[Entries from a dataset]
################

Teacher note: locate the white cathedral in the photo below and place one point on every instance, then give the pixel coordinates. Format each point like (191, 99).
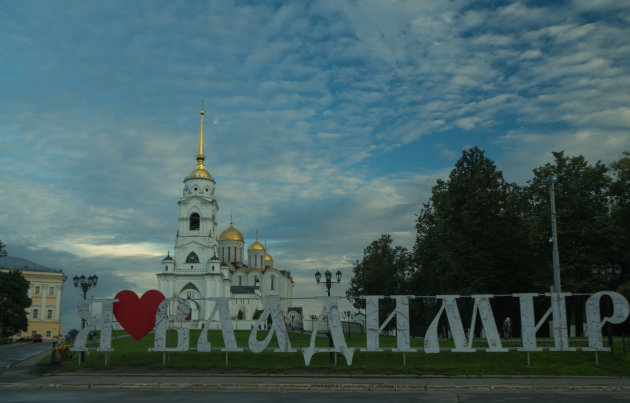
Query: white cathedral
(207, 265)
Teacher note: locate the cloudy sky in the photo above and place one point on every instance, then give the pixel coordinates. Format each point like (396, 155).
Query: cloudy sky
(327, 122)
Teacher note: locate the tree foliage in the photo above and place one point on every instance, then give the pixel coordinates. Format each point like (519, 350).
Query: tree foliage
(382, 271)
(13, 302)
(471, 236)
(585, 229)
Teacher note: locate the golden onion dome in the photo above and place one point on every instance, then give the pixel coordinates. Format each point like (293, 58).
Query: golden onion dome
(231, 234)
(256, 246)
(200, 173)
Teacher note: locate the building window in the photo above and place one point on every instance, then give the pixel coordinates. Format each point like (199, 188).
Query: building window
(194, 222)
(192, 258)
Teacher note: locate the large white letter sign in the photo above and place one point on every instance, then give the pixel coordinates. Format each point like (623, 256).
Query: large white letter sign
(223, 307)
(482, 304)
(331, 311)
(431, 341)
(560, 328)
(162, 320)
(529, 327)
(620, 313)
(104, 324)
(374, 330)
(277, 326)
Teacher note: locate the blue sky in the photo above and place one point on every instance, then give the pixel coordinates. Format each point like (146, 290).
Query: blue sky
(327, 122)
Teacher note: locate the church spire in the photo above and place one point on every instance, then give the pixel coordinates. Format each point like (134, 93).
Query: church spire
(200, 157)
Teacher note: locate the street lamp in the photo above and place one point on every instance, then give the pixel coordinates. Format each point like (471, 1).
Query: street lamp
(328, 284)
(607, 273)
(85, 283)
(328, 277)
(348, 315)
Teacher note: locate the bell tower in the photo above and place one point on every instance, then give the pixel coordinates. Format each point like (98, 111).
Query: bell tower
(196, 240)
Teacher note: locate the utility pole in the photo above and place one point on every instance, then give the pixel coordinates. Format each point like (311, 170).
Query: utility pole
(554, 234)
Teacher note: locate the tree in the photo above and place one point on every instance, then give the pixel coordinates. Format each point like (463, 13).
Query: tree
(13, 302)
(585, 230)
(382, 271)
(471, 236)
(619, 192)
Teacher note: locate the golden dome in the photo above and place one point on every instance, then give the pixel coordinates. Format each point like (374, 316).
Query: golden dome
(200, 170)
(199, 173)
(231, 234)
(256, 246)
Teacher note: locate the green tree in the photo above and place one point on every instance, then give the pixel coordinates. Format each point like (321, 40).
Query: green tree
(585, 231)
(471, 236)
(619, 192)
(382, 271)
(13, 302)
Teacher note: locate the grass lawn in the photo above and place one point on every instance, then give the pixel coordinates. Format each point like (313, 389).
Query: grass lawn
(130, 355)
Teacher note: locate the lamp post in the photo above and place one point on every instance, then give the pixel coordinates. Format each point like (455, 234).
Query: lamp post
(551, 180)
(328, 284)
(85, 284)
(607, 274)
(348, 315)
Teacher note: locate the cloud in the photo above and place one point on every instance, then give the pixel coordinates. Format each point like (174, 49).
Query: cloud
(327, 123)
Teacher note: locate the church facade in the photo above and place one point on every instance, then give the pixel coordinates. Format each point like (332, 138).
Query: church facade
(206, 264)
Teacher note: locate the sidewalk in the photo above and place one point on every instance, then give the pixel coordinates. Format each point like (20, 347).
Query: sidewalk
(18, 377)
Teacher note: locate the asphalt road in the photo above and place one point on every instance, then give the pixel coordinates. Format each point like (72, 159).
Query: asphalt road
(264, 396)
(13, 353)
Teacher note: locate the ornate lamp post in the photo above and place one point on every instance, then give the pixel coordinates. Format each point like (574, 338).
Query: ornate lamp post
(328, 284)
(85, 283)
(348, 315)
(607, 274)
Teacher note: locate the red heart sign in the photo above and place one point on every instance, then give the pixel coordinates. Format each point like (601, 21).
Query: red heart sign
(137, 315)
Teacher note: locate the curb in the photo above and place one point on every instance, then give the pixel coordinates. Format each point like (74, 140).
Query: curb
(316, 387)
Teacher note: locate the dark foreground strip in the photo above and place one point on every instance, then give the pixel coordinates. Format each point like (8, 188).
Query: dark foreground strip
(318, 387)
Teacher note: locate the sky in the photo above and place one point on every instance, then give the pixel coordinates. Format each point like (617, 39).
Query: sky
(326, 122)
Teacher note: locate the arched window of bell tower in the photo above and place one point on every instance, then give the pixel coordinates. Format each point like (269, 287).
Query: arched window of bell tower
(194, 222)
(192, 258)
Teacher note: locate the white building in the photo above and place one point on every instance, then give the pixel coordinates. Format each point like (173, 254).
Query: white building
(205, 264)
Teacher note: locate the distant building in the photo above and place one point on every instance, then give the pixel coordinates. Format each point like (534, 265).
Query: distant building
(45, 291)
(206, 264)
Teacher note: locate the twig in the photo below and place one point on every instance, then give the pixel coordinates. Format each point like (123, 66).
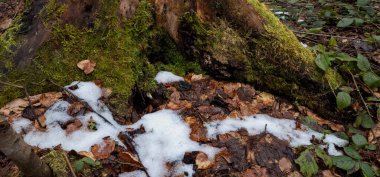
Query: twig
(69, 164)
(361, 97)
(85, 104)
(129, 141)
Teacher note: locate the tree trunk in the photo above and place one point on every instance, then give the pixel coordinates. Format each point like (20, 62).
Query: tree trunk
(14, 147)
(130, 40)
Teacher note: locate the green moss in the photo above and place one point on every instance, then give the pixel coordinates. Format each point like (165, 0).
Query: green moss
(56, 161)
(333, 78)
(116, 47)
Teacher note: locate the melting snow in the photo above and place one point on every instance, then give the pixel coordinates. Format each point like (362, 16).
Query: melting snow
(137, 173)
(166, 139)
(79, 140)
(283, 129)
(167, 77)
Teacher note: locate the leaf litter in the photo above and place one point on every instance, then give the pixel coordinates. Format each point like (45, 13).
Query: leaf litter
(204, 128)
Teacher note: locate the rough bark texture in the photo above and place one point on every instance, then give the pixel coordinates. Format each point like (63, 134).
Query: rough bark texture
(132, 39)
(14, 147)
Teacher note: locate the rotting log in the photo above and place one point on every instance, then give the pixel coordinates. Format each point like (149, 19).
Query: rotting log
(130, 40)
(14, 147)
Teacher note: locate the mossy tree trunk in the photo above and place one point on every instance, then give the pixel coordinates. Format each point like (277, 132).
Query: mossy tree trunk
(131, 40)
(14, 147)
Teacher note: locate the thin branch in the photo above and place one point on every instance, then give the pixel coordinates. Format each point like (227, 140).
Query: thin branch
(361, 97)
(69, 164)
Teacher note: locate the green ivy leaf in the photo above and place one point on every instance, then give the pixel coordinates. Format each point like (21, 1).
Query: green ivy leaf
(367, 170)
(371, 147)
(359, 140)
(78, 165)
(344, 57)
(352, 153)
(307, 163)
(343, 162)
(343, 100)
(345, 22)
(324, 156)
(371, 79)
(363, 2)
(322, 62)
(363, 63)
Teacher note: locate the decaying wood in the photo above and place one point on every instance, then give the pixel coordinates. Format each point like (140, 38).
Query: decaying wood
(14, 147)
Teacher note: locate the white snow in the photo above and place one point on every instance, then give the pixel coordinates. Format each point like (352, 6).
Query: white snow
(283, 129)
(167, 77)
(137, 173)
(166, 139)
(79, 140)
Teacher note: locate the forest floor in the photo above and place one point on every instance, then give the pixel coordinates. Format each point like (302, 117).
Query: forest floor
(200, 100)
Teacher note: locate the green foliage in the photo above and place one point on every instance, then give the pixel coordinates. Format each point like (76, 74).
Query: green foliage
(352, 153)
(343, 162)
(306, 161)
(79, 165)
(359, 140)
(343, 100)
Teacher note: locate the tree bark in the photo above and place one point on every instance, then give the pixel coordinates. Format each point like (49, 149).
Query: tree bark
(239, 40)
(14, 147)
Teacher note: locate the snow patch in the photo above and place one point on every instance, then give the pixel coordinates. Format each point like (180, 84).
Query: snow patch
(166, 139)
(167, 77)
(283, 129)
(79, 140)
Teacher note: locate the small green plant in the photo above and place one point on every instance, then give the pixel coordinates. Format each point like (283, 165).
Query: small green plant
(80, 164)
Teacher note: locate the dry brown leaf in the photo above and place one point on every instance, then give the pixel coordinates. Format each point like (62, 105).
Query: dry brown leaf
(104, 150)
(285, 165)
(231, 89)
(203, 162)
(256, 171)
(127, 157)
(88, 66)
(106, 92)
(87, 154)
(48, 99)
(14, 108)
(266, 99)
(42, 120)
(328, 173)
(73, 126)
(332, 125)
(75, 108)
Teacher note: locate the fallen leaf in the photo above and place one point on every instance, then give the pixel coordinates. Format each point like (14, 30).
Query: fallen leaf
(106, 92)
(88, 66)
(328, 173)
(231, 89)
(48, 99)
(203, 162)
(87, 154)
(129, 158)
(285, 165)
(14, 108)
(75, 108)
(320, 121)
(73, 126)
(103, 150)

################

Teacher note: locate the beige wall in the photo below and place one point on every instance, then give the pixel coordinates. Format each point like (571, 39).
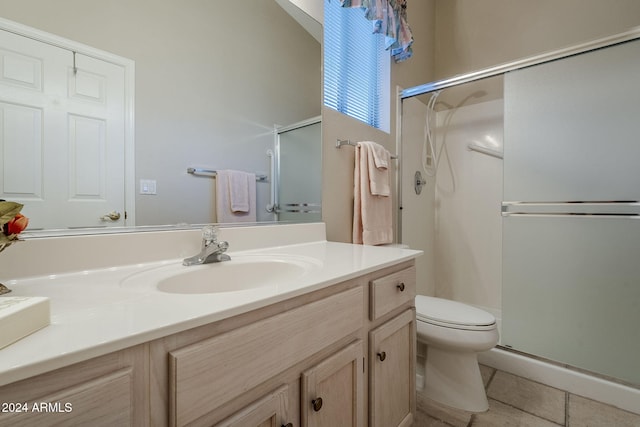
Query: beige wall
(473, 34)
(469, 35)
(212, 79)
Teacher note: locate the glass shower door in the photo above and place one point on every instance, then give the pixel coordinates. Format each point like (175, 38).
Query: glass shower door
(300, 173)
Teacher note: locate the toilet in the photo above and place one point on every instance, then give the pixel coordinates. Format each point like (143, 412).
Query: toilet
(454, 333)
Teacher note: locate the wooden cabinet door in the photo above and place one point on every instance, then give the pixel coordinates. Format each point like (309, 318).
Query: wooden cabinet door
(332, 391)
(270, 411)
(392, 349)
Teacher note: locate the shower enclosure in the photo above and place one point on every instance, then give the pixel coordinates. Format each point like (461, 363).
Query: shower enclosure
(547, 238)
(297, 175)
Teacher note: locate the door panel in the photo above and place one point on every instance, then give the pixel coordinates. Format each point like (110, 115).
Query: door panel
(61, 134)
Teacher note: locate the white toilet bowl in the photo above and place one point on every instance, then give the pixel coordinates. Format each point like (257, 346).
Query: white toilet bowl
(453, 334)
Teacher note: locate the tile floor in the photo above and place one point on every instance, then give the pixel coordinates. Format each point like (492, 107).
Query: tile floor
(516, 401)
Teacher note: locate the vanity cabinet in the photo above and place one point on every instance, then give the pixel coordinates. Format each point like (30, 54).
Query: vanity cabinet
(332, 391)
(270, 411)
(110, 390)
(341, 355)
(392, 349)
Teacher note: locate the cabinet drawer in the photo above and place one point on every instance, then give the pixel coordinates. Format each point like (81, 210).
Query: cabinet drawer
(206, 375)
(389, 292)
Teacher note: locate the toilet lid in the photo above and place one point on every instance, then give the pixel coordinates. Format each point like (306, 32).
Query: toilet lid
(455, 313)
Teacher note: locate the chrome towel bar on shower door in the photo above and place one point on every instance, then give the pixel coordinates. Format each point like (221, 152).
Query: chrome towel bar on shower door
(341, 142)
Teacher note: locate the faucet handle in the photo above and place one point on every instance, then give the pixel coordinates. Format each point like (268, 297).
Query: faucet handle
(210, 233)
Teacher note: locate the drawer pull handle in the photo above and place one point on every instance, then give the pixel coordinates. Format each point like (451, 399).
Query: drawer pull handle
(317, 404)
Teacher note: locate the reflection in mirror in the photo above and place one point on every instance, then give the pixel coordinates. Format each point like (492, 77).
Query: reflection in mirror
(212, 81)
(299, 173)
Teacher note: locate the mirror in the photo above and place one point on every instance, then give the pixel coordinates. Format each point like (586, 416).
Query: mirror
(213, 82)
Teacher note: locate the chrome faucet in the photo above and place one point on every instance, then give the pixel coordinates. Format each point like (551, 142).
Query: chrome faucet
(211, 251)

################

§ **Problem to solve**: Count the lines in the rows above that contain the string "facade", treating case as significant. Reply with the number only.

§ **Correct result**: 2